- Work request:
Below are records; reproduce exactly the lines from the one containing "of the bald" through the end, both included, and only those.

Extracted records

"""

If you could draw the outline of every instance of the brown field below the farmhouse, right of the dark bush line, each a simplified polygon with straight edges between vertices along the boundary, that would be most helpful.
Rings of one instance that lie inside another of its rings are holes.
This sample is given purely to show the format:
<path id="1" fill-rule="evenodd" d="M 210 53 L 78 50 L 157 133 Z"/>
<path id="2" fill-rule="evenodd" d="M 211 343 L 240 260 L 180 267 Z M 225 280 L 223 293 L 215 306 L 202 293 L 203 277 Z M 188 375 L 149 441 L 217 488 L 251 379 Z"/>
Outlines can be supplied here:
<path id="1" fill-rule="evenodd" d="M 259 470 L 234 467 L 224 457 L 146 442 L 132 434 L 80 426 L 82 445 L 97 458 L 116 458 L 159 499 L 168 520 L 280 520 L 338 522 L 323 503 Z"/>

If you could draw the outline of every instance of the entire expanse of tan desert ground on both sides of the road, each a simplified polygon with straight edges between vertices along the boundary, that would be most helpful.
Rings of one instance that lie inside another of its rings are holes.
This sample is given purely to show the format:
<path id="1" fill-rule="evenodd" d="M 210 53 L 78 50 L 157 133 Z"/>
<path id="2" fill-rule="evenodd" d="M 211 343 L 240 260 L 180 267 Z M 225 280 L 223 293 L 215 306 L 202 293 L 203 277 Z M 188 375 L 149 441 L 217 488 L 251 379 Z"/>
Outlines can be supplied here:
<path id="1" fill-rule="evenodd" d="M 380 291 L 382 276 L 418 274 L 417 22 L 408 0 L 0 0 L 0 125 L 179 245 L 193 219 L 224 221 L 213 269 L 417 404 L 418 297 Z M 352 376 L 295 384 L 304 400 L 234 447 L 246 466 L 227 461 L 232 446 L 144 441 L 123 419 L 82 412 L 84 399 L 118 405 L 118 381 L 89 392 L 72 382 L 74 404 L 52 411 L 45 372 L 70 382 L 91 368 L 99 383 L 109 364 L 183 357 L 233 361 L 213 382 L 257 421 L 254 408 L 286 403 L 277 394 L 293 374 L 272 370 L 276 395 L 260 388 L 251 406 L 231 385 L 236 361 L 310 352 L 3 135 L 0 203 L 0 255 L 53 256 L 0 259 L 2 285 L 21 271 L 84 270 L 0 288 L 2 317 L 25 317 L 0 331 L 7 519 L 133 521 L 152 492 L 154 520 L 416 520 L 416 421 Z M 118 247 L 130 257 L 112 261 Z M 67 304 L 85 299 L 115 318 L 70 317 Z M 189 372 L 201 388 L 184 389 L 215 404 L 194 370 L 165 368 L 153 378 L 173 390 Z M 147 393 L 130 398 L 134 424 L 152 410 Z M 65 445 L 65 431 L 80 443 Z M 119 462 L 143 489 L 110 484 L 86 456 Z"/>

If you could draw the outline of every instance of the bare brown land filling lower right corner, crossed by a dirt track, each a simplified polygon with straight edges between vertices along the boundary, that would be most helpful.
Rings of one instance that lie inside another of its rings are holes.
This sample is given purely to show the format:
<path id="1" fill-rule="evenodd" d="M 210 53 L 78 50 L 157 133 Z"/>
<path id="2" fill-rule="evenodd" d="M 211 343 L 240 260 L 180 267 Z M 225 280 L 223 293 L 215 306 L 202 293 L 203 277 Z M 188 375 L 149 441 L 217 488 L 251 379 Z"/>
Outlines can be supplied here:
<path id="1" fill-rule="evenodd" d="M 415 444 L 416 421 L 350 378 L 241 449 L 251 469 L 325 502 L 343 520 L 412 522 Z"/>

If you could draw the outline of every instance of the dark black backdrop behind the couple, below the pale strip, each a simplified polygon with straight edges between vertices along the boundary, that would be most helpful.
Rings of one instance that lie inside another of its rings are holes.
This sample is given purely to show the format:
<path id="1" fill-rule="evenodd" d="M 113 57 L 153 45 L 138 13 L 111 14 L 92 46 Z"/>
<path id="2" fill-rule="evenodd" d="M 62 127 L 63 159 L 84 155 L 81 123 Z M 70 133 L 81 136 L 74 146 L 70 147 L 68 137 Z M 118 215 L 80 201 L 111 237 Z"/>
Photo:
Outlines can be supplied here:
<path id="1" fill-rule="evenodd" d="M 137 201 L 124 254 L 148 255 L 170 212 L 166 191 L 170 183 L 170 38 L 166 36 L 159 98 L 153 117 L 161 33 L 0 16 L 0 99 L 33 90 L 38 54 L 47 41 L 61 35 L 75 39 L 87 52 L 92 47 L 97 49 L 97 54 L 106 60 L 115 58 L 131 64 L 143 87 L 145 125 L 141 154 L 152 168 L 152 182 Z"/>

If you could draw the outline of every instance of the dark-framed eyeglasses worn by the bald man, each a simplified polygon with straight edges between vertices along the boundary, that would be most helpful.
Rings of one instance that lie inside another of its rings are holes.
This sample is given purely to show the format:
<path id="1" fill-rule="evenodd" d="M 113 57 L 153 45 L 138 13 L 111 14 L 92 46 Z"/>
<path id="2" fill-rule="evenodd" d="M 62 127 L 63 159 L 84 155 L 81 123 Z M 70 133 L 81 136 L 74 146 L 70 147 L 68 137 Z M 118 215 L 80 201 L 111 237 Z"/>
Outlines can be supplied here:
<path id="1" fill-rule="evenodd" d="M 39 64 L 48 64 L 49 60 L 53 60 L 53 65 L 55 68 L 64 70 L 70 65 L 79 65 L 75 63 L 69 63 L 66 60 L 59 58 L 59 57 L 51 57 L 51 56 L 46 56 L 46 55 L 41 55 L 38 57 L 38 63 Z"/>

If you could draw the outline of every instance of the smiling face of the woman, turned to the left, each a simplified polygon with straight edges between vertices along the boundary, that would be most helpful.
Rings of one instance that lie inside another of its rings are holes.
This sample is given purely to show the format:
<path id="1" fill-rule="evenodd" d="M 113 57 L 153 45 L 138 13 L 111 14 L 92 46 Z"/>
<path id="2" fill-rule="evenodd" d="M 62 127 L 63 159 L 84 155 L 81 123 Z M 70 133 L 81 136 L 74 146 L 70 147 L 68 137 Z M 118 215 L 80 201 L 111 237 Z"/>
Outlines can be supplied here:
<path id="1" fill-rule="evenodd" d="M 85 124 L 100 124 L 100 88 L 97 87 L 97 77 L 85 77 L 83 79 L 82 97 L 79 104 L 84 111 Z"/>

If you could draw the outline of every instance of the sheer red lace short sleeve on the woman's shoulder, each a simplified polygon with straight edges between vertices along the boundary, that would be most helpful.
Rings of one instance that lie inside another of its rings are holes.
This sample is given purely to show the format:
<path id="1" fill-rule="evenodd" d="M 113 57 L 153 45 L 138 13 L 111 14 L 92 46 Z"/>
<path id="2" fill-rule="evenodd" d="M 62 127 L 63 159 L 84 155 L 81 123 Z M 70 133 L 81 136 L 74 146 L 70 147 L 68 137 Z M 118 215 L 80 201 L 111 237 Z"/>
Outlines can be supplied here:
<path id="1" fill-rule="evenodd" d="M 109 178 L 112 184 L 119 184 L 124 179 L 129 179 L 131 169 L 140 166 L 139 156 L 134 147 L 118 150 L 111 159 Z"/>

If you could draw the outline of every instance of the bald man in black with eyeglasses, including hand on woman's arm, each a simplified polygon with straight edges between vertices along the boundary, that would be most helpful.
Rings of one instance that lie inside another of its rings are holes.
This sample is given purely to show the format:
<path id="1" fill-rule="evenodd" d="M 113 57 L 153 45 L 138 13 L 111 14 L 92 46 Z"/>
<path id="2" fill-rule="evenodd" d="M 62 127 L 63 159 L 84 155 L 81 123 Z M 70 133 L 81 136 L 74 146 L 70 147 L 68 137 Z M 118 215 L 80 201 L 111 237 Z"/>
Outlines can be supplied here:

"""

- Response to this exercise:
If you could draw the outline of every instance of the bald man in black with eyeglasses, including hand on woman's arm, each a simplified polygon with straight edges between vertices along the boundary, that would be most helpful.
Rings of one instance that lie inside another of its rings are holes.
This sample is given purely to show the format:
<path id="1" fill-rule="evenodd" d="M 113 57 L 153 45 L 138 13 L 111 14 L 92 46 Z"/>
<path id="2" fill-rule="evenodd" d="M 62 127 L 63 159 L 84 155 L 81 123 Z M 70 133 L 81 136 L 74 146 L 70 147 L 68 137 Z M 118 215 L 80 201 L 111 237 Z"/>
Outlines can be supplied here:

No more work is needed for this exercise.